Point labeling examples
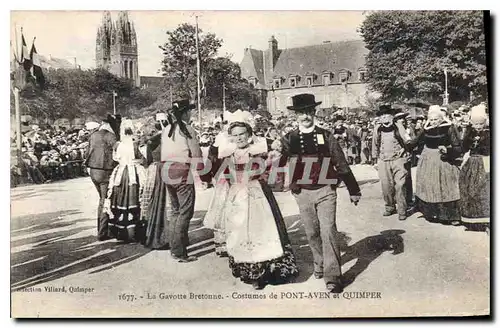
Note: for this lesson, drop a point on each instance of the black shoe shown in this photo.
(184, 259)
(318, 275)
(258, 285)
(334, 287)
(389, 212)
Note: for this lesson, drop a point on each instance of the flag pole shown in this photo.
(198, 73)
(445, 100)
(18, 120)
(17, 46)
(114, 103)
(223, 96)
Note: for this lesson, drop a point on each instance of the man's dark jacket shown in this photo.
(100, 151)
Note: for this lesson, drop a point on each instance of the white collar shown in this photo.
(106, 127)
(306, 130)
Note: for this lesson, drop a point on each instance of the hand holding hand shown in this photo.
(355, 199)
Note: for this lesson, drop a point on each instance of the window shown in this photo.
(362, 75)
(326, 79)
(344, 76)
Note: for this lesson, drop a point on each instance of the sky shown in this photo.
(70, 34)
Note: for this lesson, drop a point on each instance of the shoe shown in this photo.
(184, 259)
(318, 275)
(258, 285)
(389, 212)
(335, 288)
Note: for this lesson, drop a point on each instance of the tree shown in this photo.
(72, 93)
(408, 52)
(222, 72)
(179, 67)
(179, 62)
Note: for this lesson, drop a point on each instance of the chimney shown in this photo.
(273, 53)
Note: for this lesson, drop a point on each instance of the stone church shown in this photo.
(116, 50)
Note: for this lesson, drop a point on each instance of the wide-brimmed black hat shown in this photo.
(303, 101)
(399, 115)
(182, 105)
(386, 109)
(112, 118)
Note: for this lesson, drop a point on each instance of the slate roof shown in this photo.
(152, 80)
(55, 63)
(253, 65)
(316, 59)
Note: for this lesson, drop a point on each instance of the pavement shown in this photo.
(394, 268)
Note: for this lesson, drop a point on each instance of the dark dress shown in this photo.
(124, 223)
(257, 243)
(474, 179)
(437, 192)
(155, 199)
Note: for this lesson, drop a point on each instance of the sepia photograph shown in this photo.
(250, 164)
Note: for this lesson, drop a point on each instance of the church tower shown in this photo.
(116, 47)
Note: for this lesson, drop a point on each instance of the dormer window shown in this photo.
(252, 81)
(344, 76)
(362, 74)
(277, 83)
(326, 79)
(293, 80)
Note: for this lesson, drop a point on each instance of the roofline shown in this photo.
(321, 44)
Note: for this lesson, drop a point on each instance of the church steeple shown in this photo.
(116, 46)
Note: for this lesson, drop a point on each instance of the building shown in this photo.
(116, 47)
(333, 71)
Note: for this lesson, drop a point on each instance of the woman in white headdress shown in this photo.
(257, 243)
(437, 192)
(124, 189)
(214, 219)
(475, 174)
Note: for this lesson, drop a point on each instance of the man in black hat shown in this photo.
(315, 187)
(179, 146)
(391, 153)
(99, 161)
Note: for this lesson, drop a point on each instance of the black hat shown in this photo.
(303, 101)
(385, 109)
(182, 105)
(112, 118)
(400, 115)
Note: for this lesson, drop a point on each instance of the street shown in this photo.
(393, 268)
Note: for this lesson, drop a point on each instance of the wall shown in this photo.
(332, 95)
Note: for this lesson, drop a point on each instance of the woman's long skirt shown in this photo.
(156, 211)
(257, 242)
(214, 218)
(437, 192)
(125, 223)
(474, 186)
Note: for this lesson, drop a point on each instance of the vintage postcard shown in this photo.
(249, 164)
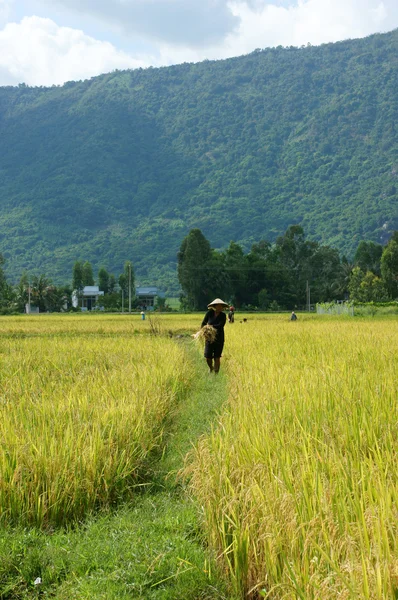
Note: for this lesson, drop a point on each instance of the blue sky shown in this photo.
(45, 42)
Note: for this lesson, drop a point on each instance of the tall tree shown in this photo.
(123, 280)
(367, 257)
(103, 280)
(88, 277)
(389, 266)
(77, 277)
(194, 260)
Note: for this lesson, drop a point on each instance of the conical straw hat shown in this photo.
(218, 301)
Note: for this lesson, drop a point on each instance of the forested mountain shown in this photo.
(123, 165)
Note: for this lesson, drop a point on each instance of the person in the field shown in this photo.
(216, 318)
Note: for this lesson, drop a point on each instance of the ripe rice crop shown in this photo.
(82, 404)
(299, 482)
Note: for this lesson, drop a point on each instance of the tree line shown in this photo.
(39, 290)
(288, 274)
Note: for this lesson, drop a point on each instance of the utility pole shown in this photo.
(129, 287)
(29, 296)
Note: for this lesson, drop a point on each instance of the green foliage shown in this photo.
(126, 164)
(366, 287)
(389, 266)
(77, 277)
(88, 277)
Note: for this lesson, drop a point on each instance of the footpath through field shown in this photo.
(150, 549)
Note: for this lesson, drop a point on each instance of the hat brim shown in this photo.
(218, 302)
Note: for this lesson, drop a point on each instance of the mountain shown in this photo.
(123, 165)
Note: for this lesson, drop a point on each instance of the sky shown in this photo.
(47, 42)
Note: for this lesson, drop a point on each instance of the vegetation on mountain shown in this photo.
(126, 164)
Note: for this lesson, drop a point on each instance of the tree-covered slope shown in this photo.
(123, 165)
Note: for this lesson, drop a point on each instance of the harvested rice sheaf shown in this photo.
(208, 333)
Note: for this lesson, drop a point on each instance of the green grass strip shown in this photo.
(151, 549)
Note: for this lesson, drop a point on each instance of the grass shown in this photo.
(296, 473)
(149, 546)
(299, 482)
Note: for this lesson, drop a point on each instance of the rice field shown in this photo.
(82, 405)
(299, 480)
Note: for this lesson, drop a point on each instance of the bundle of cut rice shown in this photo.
(207, 333)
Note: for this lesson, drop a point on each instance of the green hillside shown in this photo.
(122, 166)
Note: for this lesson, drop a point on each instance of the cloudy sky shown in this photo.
(45, 42)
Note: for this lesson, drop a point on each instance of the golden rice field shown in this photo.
(82, 404)
(299, 480)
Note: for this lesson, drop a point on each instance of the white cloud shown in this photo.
(262, 25)
(5, 10)
(39, 52)
(191, 22)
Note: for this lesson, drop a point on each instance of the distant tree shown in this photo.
(88, 277)
(366, 287)
(21, 291)
(77, 277)
(295, 254)
(103, 280)
(194, 258)
(389, 267)
(236, 268)
(325, 274)
(367, 257)
(123, 280)
(111, 284)
(40, 291)
(4, 288)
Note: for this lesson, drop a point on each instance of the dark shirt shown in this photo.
(216, 321)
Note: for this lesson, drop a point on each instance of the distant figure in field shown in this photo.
(231, 314)
(217, 319)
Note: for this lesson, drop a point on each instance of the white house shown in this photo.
(88, 299)
(147, 296)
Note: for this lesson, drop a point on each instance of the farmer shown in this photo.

## DIRECTIONS FOR THIS TASK
Omit the pictures and reproduce the listing exactly.

## TASK OUTPUT
Note: for this lesson, drop a point on each instance of the black shoe shown in this photo.
(184, 259)
(318, 275)
(258, 285)
(334, 287)
(389, 212)
Note: for this lesson, drop a point on each instance of the flag pole shown in this photo.
(198, 73)
(445, 100)
(18, 120)
(17, 46)
(114, 103)
(223, 96)
Note: for this lesson, drop a point on each instance of the man's dark jacket shown in this photo.
(100, 151)
Note: for this lesson, drop a point on each instance of the white collar shown in this photo.
(106, 127)
(306, 130)
Note: for this lesson, drop a point on each instance of the hand holding hand shown in this photo.
(355, 199)
Note: for this lesson, drop a point on each instance of the window shown in this photo.
(362, 75)
(326, 79)
(344, 76)
Note: for this lesson, drop a point on each instance of the sky shown in this photo.
(70, 34)
Note: for this lesson, drop a point on each instance of the shoe shown in this photo.
(184, 259)
(318, 275)
(258, 285)
(389, 212)
(335, 288)
Note: for this lesson, drop a point on each instance of the tree shown in this photo.
(72, 93)
(408, 52)
(222, 72)
(179, 67)
(179, 62)
Note: for this lesson, drop a point on each instance of the chimney shown in this photo.
(273, 53)
Note: for this lesson, drop a point on each instance of the stone church shown in this photo.
(116, 50)
Note: for this lesson, drop a point on each instance of the wide-brimmed black hat shown in this photo.
(303, 101)
(399, 115)
(182, 105)
(386, 109)
(112, 118)
Note: for this lesson, drop a point on each instance of the slate roof shown in this photo.
(152, 80)
(55, 63)
(253, 65)
(316, 59)
Note: for this lesson, drop a point on each instance of the pavement shown in this photo.
(394, 268)
Note: for this lesson, drop a point on each instance of the dark dress shown in this photo.
(124, 223)
(257, 243)
(474, 179)
(437, 192)
(155, 199)
Note: for this lesson, drop a point on each instance of the sepia photograph shown in this photo.
(250, 164)
Note: for this lesson, drop a point on each instance of the church tower shown in this photo.
(116, 47)
Note: for this lesson, drop a point on each instance of the dormer window shown in this photo.
(252, 81)
(344, 76)
(362, 74)
(277, 83)
(326, 79)
(293, 80)
Note: for this lesson, drop a point on each instance of the roofline shown in this photo.
(321, 44)
Note: for this lesson, drop a point on each instance of the church steeple shown in this photo.
(116, 46)
Note: for this lesson, drop a point on each instance of the building shown in this photo.
(116, 47)
(333, 71)
Note: for this lesson, drop a point on each instance of the woman in white headdress shown in this photo.
(257, 243)
(437, 192)
(124, 189)
(214, 219)
(475, 174)
Note: for this lesson, drop a point on each instance of the man in black hat shown in this photo.
(315, 187)
(179, 146)
(391, 153)
(99, 161)
Note: for this lesson, drop a point on each instance of the black hat shown in this photo.
(303, 101)
(385, 109)
(182, 105)
(112, 118)
(400, 115)
Note: for this lesson, drop a point on each instance of the street shown in this photo.
(393, 268)
Note: for this lesson, drop a point on each instance of the wall shown in this photo.
(332, 95)
Note: for this lesson, drop a point on each instance of the woman's long skirt shown in this photo.
(156, 211)
(257, 242)
(214, 218)
(437, 192)
(125, 223)
(474, 186)
Note: for this lesson, drop a point on each instance of the vintage postcard shown in this photo.
(249, 164)
Note: for this lesson, drop a point on each instance of the blue sky shown in this photo.
(45, 42)
Note: for this lesson, drop a point on each instance of the tall tree shown in this photo.
(123, 280)
(367, 257)
(103, 280)
(88, 277)
(389, 266)
(77, 277)
(194, 260)
Note: for this lesson, drop a point on each instance of the conical straw hat shown in this photo.
(218, 301)
Note: for this lesson, drop a point on each instance of the forested mountain shown in this photo.
(123, 165)
Note: for this lesson, drop a point on each instance of the person in the field shown in this photo.
(216, 318)
Note: for this lesson, drop a point on each instance of the ripe rice crop shown in this photo.
(82, 404)
(299, 482)
Note: for this lesson, drop a point on each instance of the tree line shown in this photo.
(39, 290)
(288, 274)
Note: for this lesson, drop a point on each instance of the utility pole shown in this photo.
(129, 287)
(29, 296)
Note: for this lesson, drop a point on each instance of the green foliage shown in this photo.
(126, 164)
(366, 287)
(389, 266)
(77, 277)
(88, 277)
Note: for this lesson, drop a point on each instance of the footpath through field shown in this photo.
(150, 549)
Note: for this lesson, drop a point on each instance of the hat brim shown in this photo.
(218, 302)
Note: for this lesson, drop a point on each instance of the mountain shown in this photo.
(123, 165)
Note: for this lesson, drop a point on each instance of the sky shown in this photo.
(47, 42)
Note: for this lesson, drop a point on each instance of the vegetation on mountain shown in this photo.
(126, 164)
Note: for this lesson, drop a point on each instance of the tree-covered slope shown in this photo.
(123, 165)
Note: for this lesson, drop a point on each instance of the harvested rice sheaf shown in this photo.
(208, 333)
Note: for this lesson, drop a point on each instance of the green grass strip shown in this photo.
(151, 549)
Note: for this lesson, drop a point on each instance of the grass shown in this photo.
(296, 473)
(149, 546)
(299, 482)
Note: for this lesson, drop a point on each instance of the rice field shown in this photo.
(82, 405)
(299, 480)
Note: for this lesson, drop a point on each instance of the bundle of cut rice shown in this photo.
(207, 333)
Note: for this lesson, drop a point on each instance of the green hillside shown in this photo.
(122, 166)
Note: for this lesson, drop a point on each instance of the cloudy sky shown in this photo.
(45, 42)
Note: for this lesson, drop a point on each instance of the golden rice field shown in this photo.
(82, 404)
(299, 480)
Note: for this lesson, drop a point on each instance of the white cloud shown in this photo.
(262, 25)
(5, 10)
(39, 52)
(191, 22)
Note: for this lesson, drop a point on each instance of the distant tree shown in this photo.
(88, 277)
(366, 287)
(21, 291)
(77, 277)
(295, 254)
(103, 280)
(194, 258)
(389, 267)
(236, 268)
(325, 274)
(367, 257)
(123, 280)
(111, 284)
(40, 291)
(4, 288)
Note: for this lesson, drop a point on each instance of the dark shirt shown in this photo.
(216, 321)
Note: for this lesson, drop a point on each instance of the distant figure in field shown in this photo.
(231, 314)
(217, 319)
Note: for this lesson, drop a point on each instance of the white house shown in this photo.
(88, 299)
(147, 296)
Note: for this lesson, drop a point on each instance of the farmer shown in this photo.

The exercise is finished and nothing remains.